Task to complete — For this exercise, restate word for word only the lines from the first line of the data to the line containing "pin the black container, one dot per instance".
=== Section Start ===
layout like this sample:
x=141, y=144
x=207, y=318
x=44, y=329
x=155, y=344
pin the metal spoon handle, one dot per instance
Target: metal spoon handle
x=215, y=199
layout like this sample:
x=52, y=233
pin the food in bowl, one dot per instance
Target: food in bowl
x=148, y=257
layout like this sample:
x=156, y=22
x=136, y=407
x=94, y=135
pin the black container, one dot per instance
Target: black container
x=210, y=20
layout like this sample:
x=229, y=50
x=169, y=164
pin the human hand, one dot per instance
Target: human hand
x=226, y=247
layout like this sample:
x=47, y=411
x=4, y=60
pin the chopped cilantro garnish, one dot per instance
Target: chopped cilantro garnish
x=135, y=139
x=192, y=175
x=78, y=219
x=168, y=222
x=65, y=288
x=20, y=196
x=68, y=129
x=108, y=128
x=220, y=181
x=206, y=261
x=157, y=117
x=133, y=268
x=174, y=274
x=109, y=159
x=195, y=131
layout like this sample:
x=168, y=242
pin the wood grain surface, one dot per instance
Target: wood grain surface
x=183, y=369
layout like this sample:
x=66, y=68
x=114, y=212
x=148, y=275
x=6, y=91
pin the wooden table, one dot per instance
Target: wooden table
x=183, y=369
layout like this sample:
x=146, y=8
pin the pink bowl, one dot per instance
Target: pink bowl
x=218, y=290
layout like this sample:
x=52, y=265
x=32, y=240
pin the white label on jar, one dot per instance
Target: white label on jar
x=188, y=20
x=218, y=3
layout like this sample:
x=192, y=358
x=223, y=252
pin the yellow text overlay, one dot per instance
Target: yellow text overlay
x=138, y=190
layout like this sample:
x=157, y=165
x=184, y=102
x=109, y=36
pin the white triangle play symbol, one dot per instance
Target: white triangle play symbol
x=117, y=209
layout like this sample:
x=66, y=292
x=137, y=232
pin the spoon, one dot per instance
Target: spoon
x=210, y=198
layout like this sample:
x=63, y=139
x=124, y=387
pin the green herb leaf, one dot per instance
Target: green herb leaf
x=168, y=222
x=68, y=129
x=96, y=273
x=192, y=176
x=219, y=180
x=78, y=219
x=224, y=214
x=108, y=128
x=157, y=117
=== Section End ===
Solved problem —
layout like this sample:
x=141, y=144
x=207, y=318
x=44, y=329
x=155, y=344
pin the metal spoon handle, one dot per instance
Target: metal spoon handle
x=215, y=199
layout like this sample:
x=52, y=233
pin the food in bowl, one dot per instance
Target: food in bowl
x=148, y=257
layout like this sample:
x=156, y=22
x=136, y=407
x=94, y=135
pin the black container, one dot per instance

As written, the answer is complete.